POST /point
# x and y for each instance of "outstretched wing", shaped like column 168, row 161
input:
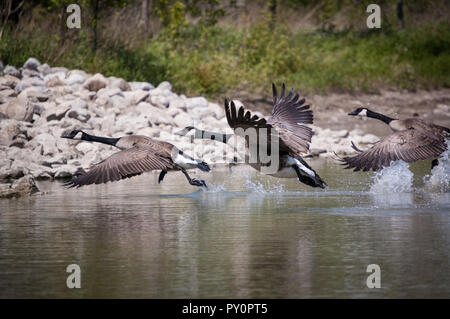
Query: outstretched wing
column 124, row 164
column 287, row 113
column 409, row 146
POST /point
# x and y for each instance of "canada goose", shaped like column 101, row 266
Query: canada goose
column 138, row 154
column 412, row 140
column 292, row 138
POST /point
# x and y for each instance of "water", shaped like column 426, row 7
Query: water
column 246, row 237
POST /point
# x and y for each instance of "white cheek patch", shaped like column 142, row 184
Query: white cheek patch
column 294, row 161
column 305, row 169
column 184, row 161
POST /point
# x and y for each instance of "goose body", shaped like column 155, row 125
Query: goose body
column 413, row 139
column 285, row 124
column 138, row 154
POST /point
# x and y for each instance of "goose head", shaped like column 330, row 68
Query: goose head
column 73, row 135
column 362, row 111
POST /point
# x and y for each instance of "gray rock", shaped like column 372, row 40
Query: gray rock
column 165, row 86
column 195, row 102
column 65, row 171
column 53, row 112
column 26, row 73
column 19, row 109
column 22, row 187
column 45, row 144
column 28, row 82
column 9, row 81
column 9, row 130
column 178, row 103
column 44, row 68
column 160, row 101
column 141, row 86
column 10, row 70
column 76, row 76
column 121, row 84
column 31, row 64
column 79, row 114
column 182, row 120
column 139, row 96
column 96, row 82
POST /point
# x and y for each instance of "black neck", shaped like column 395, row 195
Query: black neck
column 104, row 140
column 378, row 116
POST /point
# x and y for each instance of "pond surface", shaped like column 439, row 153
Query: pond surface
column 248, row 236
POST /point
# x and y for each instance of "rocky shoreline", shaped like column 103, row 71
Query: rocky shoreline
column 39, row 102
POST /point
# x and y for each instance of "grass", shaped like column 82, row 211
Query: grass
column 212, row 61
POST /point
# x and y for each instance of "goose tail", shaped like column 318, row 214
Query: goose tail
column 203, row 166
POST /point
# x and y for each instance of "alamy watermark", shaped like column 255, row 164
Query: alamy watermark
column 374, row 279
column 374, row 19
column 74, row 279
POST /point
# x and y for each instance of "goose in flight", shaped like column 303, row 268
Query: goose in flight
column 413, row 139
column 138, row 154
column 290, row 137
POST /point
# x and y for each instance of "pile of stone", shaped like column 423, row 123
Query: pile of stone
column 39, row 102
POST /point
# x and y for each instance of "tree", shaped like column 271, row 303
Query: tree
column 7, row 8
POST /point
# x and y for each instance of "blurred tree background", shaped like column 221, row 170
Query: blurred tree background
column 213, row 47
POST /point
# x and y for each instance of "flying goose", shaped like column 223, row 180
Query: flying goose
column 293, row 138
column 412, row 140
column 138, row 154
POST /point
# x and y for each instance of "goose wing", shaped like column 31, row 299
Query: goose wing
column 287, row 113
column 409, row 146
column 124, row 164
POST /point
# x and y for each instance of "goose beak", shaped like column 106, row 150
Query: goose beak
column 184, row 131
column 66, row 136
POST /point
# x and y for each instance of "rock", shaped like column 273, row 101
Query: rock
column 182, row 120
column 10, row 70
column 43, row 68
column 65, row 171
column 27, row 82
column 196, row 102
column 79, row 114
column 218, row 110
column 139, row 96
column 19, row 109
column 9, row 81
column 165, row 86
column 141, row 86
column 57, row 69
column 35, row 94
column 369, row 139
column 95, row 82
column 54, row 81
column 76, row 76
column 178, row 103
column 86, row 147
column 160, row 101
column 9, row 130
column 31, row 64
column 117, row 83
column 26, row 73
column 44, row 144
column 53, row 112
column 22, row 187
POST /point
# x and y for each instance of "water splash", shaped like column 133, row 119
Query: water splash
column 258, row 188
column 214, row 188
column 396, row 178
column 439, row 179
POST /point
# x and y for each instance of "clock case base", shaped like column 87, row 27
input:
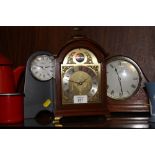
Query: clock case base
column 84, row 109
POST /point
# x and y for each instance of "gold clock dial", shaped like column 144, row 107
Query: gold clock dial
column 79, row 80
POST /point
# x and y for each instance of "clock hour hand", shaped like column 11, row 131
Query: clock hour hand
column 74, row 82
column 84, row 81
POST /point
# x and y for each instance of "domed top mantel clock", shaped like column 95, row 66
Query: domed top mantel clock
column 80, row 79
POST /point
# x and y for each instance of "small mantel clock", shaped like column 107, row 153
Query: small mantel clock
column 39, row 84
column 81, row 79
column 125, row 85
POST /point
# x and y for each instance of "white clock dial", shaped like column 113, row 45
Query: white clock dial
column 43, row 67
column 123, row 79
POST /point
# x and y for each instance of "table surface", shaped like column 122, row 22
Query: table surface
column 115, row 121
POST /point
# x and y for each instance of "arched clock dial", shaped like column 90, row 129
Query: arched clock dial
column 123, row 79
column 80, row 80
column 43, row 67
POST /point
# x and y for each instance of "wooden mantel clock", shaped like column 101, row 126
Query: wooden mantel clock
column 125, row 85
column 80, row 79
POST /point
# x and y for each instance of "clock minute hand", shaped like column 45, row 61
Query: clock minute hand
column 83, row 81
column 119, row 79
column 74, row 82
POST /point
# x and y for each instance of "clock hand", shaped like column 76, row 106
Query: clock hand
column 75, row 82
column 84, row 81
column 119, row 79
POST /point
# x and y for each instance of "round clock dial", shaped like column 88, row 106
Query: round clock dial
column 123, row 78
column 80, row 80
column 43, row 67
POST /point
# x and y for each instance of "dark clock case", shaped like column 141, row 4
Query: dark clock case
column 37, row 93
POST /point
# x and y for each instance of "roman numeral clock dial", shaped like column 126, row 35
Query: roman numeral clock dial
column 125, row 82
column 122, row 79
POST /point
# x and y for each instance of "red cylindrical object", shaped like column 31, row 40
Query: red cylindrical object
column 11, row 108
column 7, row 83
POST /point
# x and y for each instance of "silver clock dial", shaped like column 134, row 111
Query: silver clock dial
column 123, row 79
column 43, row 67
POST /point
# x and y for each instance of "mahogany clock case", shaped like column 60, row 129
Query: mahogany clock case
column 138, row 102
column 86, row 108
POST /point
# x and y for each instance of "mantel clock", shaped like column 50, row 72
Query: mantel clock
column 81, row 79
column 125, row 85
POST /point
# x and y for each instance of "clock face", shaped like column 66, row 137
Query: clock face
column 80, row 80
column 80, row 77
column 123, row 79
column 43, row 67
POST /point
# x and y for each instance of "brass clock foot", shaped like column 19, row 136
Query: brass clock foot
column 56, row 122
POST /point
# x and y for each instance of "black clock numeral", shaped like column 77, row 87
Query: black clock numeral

━━━━

▶ What to work on: Reproduce exactly the lines of the records above from the one with "Query: goose beak" to the one with "273, row 101", both included, and leave out everything else.

▶ Result of this exercise:
Query: goose beak
column 184, row 131
column 66, row 136
POST /point
# x and y for each instance of "rock", shaped like column 273, row 101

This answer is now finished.